## Begin RECORDS FOR THIS EXERCISE
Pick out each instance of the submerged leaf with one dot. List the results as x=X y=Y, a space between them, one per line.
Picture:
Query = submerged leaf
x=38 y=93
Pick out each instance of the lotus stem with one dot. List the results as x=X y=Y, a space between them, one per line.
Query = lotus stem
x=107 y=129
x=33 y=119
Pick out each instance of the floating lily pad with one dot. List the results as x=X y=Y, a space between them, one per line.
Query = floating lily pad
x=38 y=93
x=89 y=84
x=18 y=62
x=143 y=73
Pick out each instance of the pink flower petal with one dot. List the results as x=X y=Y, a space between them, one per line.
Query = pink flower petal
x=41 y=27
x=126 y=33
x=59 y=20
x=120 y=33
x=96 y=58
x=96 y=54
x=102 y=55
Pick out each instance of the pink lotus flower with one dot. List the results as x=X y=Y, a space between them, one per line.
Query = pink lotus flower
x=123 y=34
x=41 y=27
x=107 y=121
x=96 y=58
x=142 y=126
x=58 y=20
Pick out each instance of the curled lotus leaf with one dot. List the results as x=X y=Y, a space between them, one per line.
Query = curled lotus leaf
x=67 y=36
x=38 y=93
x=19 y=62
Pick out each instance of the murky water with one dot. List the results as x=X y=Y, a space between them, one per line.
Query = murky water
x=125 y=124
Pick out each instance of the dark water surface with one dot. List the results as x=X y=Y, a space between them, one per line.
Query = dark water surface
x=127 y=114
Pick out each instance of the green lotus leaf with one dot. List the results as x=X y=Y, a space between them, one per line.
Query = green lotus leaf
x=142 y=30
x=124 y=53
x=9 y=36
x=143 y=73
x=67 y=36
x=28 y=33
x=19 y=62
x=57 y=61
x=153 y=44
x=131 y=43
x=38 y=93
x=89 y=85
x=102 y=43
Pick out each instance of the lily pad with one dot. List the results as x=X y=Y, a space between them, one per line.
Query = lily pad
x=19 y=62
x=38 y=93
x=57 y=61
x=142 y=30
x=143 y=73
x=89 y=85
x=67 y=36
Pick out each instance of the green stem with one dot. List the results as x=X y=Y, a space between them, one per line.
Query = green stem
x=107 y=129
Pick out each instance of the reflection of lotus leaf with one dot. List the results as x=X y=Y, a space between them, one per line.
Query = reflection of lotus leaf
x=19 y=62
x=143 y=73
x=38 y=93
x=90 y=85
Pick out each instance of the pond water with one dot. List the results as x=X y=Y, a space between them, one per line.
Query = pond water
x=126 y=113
## End RECORDS FOR THIS EXERCISE
→ TASK DIRECTIONS
Reproduce every line of the records above, character for character.

→ FULL ANSWER
Pick out each instance of the submerged leaf with one dot. List the results as x=X y=Y, a space between them, one per line.
Picture:
Query = submerged leaf
x=38 y=93
Pick out each instance of the lotus stem with one dot. List the results as x=X y=Y, a space between them, one per line.
Query = lotus stem
x=107 y=129
x=33 y=119
Pick out each instance of the floating lily pad with one dot. List the results as x=X y=Y, a space between them, one per line.
Query = floating lily pad
x=38 y=93
x=89 y=84
x=18 y=62
x=143 y=73
Pick out each instance of the pink flower petal with one dot. List the results as x=X y=Y, a space between them, one per line.
Query = pink flower petal
x=41 y=27
x=126 y=33
x=59 y=20
x=120 y=33
x=96 y=58
x=96 y=54
x=102 y=55
Pick out each instance of the pink lotus flower with one dot. List the results as x=X y=Y, a space between them, one per line.
Query = pink lotus flower
x=123 y=34
x=41 y=27
x=107 y=121
x=96 y=58
x=142 y=126
x=58 y=20
Pick out each instance of the curled lotus leaf with one dot. List the results as x=X y=Y, a space between them, one per line.
Query = curled lotus leaf
x=67 y=36
x=38 y=93
x=19 y=62
Pick out each instance of the murky water with one dot. List the results as x=X y=Y, a space between them, one per line.
Query = murky water
x=125 y=124
Pick out each instance of the dark water surface with one dot. List the results as x=X y=Y, a space between them, one per line.
Query = dark water surface
x=127 y=114
Pick out each instance of the green lotus leaf with one dot. List the results as x=X y=Y, a space between them, one per line.
Query = green lotus leaf
x=142 y=30
x=124 y=53
x=9 y=36
x=143 y=73
x=67 y=36
x=28 y=33
x=19 y=62
x=57 y=61
x=153 y=44
x=131 y=43
x=38 y=93
x=89 y=85
x=102 y=43
Pick out each instance of the lily pad with one dot. List the results as x=X y=Y, a space between them, one per line.
Query = lily pad
x=19 y=62
x=38 y=93
x=57 y=61
x=142 y=30
x=143 y=73
x=89 y=85
x=67 y=36
Pick out each instance of the green stem with one dot. List the results as x=X y=Y, a space between them, one per line.
Query = green stem
x=107 y=129
Pick out each instance of the reflection of lotus leaf with one dot. List the results as x=X y=Y, a space between them, one per line.
Query = reflection of lotus leaf
x=19 y=62
x=143 y=73
x=38 y=93
x=90 y=85
Pick out each instance of the pond water with one dot. List the results as x=X y=Y, a space between them, one per line.
Query = pond water
x=126 y=113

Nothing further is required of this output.